◆ TRY IT ◆
Write out only the tail of the records, beginning at the line containing "For each instance of the car" and including the last line, exactly as written.

Dataset entries:
··········

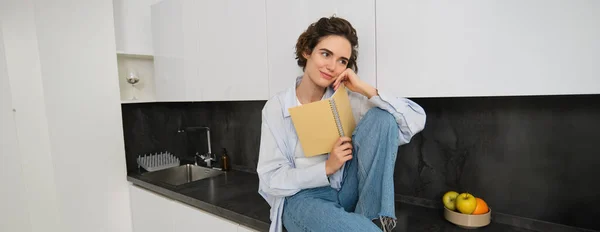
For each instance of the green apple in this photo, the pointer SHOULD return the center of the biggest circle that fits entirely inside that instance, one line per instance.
(466, 203)
(449, 200)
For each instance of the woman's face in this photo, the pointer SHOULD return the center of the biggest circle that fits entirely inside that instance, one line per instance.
(327, 60)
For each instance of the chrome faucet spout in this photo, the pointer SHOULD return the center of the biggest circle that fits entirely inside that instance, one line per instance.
(209, 156)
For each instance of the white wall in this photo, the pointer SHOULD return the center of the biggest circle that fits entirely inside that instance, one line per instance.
(23, 69)
(61, 64)
(12, 197)
(428, 48)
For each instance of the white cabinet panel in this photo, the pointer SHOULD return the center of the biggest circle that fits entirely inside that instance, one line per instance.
(431, 48)
(150, 211)
(187, 218)
(220, 48)
(286, 20)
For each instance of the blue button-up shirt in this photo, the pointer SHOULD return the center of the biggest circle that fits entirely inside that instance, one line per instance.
(279, 176)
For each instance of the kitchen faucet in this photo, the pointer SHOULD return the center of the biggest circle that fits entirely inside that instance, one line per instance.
(209, 157)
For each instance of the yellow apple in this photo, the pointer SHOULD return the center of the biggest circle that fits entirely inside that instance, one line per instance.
(449, 200)
(466, 203)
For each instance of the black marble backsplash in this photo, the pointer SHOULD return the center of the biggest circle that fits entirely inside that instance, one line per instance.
(155, 127)
(533, 156)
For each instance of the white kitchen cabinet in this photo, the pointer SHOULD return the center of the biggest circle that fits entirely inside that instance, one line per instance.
(152, 212)
(187, 218)
(429, 48)
(286, 20)
(210, 50)
(170, 67)
(133, 31)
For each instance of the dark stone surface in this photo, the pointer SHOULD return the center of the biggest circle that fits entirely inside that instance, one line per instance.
(234, 196)
(531, 157)
(153, 127)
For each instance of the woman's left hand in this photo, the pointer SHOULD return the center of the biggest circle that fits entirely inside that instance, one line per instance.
(355, 84)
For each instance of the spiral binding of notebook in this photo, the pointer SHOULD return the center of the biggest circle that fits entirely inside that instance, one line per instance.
(336, 116)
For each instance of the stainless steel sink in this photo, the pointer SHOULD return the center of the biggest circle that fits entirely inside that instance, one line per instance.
(182, 174)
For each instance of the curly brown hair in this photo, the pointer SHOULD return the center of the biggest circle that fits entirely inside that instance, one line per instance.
(324, 27)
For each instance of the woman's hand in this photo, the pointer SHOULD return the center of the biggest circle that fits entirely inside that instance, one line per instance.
(341, 152)
(355, 84)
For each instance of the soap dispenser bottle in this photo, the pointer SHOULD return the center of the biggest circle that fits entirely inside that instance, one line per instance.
(225, 160)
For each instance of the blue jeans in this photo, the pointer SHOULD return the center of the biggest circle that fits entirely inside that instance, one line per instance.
(367, 191)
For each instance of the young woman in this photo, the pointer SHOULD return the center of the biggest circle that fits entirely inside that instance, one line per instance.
(352, 186)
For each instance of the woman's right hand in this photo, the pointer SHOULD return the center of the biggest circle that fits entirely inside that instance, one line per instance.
(341, 152)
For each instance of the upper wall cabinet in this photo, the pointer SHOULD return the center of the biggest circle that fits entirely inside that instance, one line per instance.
(133, 32)
(429, 48)
(210, 50)
(286, 20)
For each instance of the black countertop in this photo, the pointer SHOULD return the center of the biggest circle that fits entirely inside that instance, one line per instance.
(234, 196)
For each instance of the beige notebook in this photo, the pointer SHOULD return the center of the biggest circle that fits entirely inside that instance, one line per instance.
(320, 124)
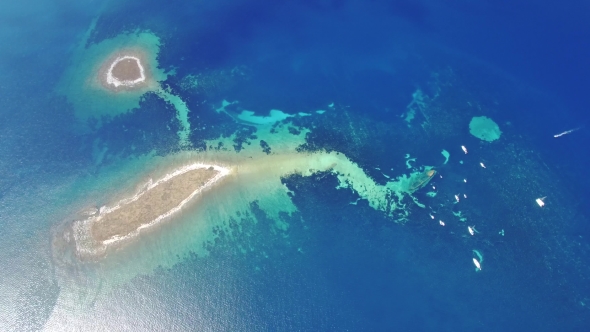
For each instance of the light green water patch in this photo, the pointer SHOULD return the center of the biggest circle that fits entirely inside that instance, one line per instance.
(81, 85)
(409, 160)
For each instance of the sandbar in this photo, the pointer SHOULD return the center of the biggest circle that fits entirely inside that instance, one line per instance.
(156, 201)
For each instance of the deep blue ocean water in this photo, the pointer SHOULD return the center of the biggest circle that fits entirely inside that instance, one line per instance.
(340, 266)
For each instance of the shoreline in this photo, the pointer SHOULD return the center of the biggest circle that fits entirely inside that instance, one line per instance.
(114, 225)
(104, 75)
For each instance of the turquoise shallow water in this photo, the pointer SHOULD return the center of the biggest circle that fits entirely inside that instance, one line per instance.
(330, 115)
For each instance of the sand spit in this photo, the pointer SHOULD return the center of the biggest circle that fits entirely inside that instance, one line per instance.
(156, 201)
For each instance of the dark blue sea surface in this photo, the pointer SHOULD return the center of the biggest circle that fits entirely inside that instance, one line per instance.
(326, 259)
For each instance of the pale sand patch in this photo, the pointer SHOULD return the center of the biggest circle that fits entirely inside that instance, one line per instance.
(157, 201)
(127, 70)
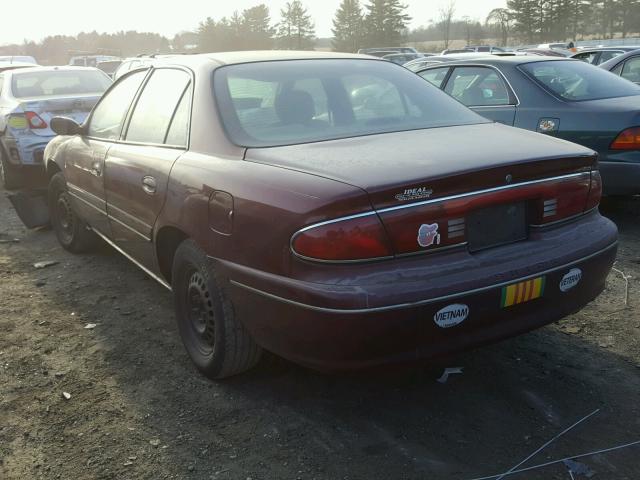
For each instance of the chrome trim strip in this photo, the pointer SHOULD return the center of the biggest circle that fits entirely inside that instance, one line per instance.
(79, 198)
(419, 204)
(563, 220)
(141, 235)
(482, 192)
(419, 302)
(99, 201)
(135, 262)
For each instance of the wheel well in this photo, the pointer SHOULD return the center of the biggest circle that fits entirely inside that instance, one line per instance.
(52, 169)
(167, 241)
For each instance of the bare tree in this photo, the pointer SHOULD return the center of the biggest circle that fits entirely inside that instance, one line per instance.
(445, 19)
(502, 18)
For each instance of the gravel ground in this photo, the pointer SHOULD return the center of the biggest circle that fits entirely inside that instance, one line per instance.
(138, 409)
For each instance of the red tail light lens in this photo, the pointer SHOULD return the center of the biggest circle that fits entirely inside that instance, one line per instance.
(628, 139)
(359, 238)
(562, 198)
(35, 121)
(595, 193)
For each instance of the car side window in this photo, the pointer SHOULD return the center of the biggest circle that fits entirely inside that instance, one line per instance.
(477, 86)
(108, 117)
(608, 55)
(156, 105)
(588, 57)
(435, 76)
(631, 70)
(178, 133)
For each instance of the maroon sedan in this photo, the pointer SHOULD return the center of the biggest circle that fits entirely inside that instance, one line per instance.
(334, 209)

··········

◆ SOLUTION FOR THIS EXERCISE ◆
For each instance of the car side window in this photo, the pointer SHOULD return the center of the biggest circle that fits entirely inside that instance, one line per instance.
(477, 86)
(108, 117)
(608, 55)
(156, 105)
(588, 57)
(435, 76)
(631, 70)
(178, 133)
For each instance of the maroon sedan in this photo, the pointer SHOULD return the center of the biggest circle that fits entirely inside that instance, one line per instance.
(334, 209)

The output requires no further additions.